Given records:
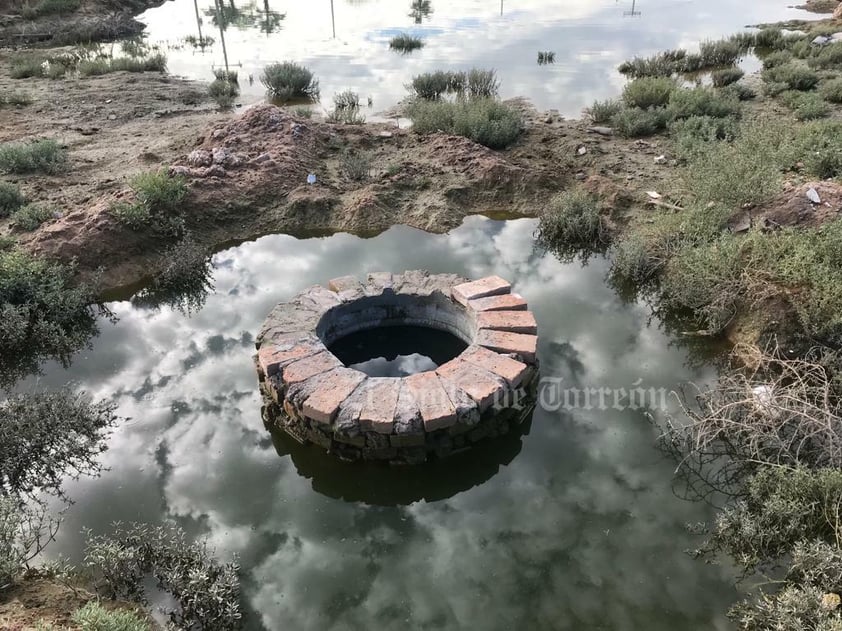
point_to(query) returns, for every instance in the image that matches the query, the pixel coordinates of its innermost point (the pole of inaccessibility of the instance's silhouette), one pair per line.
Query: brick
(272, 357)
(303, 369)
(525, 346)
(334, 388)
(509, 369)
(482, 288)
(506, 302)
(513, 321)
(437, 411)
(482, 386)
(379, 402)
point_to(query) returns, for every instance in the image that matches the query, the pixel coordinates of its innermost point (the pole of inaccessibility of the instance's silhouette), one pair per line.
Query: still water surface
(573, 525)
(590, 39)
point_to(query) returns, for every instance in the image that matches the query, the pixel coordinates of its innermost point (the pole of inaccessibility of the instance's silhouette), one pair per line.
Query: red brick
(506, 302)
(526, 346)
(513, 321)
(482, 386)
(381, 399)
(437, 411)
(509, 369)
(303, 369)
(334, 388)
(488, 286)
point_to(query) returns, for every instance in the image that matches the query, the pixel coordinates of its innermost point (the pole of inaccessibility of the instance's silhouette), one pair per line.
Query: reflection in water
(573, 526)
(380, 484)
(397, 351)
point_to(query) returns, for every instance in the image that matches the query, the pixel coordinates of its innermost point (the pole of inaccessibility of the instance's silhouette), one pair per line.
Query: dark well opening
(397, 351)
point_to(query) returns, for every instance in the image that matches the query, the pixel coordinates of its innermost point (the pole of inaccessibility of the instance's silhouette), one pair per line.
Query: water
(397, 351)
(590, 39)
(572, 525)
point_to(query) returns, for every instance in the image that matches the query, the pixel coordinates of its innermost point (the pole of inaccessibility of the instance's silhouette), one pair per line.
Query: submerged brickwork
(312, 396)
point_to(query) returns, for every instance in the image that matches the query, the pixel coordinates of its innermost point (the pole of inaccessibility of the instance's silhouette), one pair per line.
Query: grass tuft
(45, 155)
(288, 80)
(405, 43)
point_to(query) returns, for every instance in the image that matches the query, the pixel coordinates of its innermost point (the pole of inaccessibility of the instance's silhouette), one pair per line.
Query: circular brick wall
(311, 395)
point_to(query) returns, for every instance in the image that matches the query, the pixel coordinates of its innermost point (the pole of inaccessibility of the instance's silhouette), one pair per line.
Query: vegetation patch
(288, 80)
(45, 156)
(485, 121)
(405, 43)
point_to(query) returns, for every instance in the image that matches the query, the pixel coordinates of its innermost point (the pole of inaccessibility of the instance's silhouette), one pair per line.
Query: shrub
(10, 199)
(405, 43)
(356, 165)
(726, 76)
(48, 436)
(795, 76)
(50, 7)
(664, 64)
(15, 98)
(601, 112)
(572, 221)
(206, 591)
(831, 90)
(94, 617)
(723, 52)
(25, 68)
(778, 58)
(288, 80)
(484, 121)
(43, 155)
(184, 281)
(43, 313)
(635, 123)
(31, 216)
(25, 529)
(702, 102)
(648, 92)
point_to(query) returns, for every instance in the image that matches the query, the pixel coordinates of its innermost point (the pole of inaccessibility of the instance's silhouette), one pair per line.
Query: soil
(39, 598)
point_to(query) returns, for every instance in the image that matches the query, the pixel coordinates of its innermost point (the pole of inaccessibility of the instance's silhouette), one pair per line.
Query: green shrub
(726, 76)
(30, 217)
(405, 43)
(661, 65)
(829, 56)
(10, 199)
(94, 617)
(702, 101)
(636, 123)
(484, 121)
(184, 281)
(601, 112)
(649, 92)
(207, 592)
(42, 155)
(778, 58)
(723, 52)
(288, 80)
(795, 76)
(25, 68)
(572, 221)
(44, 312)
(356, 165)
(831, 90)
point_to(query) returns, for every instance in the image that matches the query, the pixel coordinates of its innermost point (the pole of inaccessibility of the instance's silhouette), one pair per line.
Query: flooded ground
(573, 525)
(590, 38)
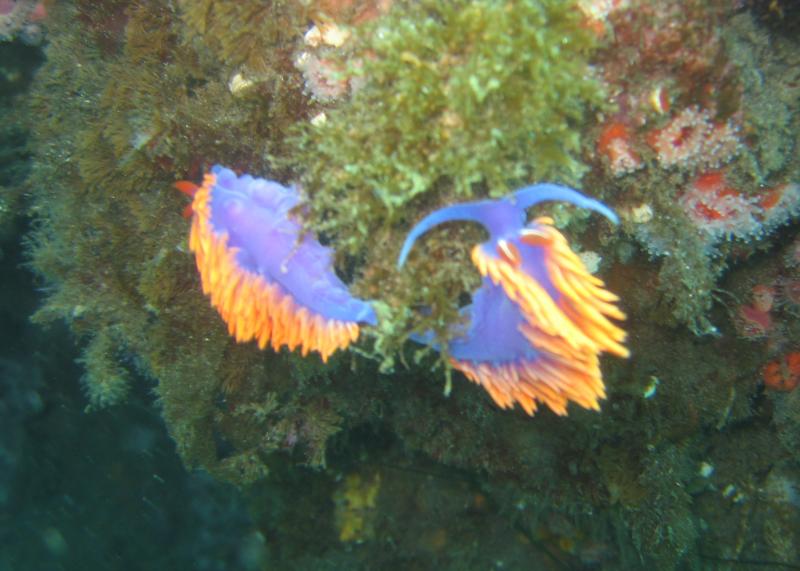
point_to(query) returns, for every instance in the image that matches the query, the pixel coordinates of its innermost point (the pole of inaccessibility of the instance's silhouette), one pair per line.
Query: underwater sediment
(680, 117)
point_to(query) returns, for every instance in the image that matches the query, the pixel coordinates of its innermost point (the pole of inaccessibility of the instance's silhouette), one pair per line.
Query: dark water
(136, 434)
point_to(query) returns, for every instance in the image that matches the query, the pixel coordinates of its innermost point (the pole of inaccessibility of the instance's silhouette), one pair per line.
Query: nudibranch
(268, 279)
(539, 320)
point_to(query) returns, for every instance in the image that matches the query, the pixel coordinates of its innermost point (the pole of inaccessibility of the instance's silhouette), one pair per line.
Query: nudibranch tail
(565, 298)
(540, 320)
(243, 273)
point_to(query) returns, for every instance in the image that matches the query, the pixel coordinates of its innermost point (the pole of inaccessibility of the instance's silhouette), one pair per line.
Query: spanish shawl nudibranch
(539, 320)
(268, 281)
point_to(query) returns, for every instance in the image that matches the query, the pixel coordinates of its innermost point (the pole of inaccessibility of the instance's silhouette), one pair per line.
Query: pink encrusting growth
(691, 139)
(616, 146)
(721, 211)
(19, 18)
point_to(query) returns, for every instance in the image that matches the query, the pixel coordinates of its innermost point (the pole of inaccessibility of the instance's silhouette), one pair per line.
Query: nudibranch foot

Work to complete:
Repeat each entry exactly. Pictures do not belong in the copy.

Full solution:
point_to(query) returns, for every instance in the image that matches the query, the pixel coordinates of its innermost point (the pole of inaccessibility of the instance's silhouette), one pair per line.
Query: brick
(272, 357)
(303, 369)
(525, 346)
(334, 388)
(509, 369)
(482, 288)
(506, 302)
(513, 321)
(437, 411)
(482, 386)
(379, 402)
point_to(query) returns, for every instance in the image that matches the query, the pixel coordinates of its innermost point (the pole of inaccessibility of the instance's silhouette), one pair per line.
Query: still water surface
(573, 525)
(590, 39)
point_to(query) returns, for every instance in the image that matches the query, the pixel coordinates of its innermost point (the pole of inaccessibility of the instance's silhouette), one pair per line.
Query: red brick
(506, 302)
(526, 346)
(513, 321)
(482, 386)
(381, 399)
(437, 411)
(509, 369)
(303, 369)
(334, 388)
(488, 286)
point_to(query) returns, for every instance in the image that matches the query, the pixel coordinates of its innermost point (the pole of inaccessibility of the instance's silhouette), one pair per line.
Query: reflection in water
(573, 526)
(380, 484)
(397, 351)
point_to(query) returns, for every instance in the image that matches the query, the pixel coordinates of its innermost point (the pole of inaccessibility of the instance's silhouette), one pair per line.
Query: dark well opening
(397, 351)
point_to(query) returns, for every instance in the image that matches the query, the pixel coordinates of its innermost point (the pole of inaccessibility of the instance's silhouette), one pair per line.
Query: water
(397, 351)
(590, 39)
(572, 525)
point_to(query) returns, for every instance in the image that matches the query, the pixel coordinates of its innermost point (the pole of inaccessibility of the instance's silhouette), one pair per line.
Query: submerged brickwork
(312, 396)
point_to(query) returns, for every instance in the image that matches the query, the pixel coordinates of its innermost point (the pole of inaccessibility of the instance's silhouette), one pair per line.
Query: grass tuft
(45, 155)
(288, 80)
(405, 43)
point_to(query) returns, for every instance in the image that matches the query, the pixel coordinates of its innermost point (the pole of inaccessibility of the instance's silhouette), one pair per line.
Query: circular brick wall
(311, 395)
point_to(query) returns, for every instance in the image that matches the query, the pixel coordinates of its innermost point (the pole of inaccessibility of the instance's silhouette), one pair per line.
Query: vegetation patch
(288, 80)
(45, 156)
(485, 121)
(405, 43)
point_to(query) returns, for every instance in the image that matches the query, the pixel coordinates of its innermost point (the pole of inaccessibility of the instance's silhouette), one pair per line.
Query: shrub
(10, 199)
(405, 43)
(356, 165)
(726, 76)
(48, 436)
(795, 76)
(50, 7)
(664, 64)
(15, 98)
(601, 112)
(572, 221)
(206, 591)
(831, 90)
(94, 617)
(723, 52)
(25, 68)
(778, 58)
(288, 80)
(484, 121)
(43, 155)
(184, 281)
(43, 313)
(635, 123)
(31, 216)
(25, 529)
(702, 102)
(648, 92)
point_to(query) returns, for every instance in the image that matches the query, the pixel coordinates of its innermost point (the pole of inaccessibility of the instance's silhouette), one pair per line.
Query: soil
(39, 598)
point_to(query) returns, for every instance in the image that matches the query, the pixel coordinates of its innermost point (the pole of inaccessibility of the instance's silhouette), one pair per line.
Query: green shrub
(726, 76)
(30, 217)
(405, 43)
(661, 65)
(829, 56)
(10, 199)
(94, 617)
(702, 101)
(636, 123)
(484, 121)
(184, 281)
(601, 112)
(649, 92)
(207, 592)
(42, 155)
(778, 58)
(723, 52)
(288, 80)
(795, 76)
(25, 68)
(572, 221)
(44, 312)
(356, 165)
(831, 90)
point_to(query) returns, for every instance in the image that matches the query, the pixel coordinates of its innermost point (the pole of inaccessibility of the instance's silhouette), one pair per line.
Query: flooded ground
(573, 525)
(590, 38)
point_to(query) returns, for every instance in the image that matches the query, the pixel coordinates of its innermost point (the pole of inaccessibility of the instance's silhouette), one pair per line.
Query: underwater sediment
(680, 117)
point_to(query) returns, for every instance in the image that matches the query, the pixel coordinates of its innermost point (the pole of inaccessibility of the instance's silhouette), one pair per line.
Query: dark water
(136, 434)
point_to(query) returns, for every instance in the image that matches the query, the pixel coordinates of its innermost point (the pole of inaccessibility of the instance's silhouette), one pair per line.
Query: nudibranch
(268, 279)
(539, 320)
point_to(query) returns, for every instance in the image that matches the query, the pixel coordinates of its innermost point (the pole of inaccessibility of the instance's silhouette), one pair per line.
Query: nudibranch tail
(565, 298)
(540, 320)
(243, 273)
point_to(query) returns, for every instance in the image that matches the query, the pixel coordinates of its innermost point (the pole of inaccessibility of the instance's silhouette), one pair per line.
Query: spanish shawl nudibranch
(539, 320)
(268, 281)
point_to(query) returns, for every instance in the image that matches the query, the pixel coordinates of its innermost point (the pole of inaccessibility of the instance's silhouette), one pair per line.
Query: pink encrusting growth
(691, 139)
(616, 146)
(721, 211)
(19, 18)
point_to(query) returns, for every instance in the image that matches the query, the pixel coordinates of its innermost point (the pole of inaccessibility of the instance's silhouette), one pair per line.
Query: nudibranch foot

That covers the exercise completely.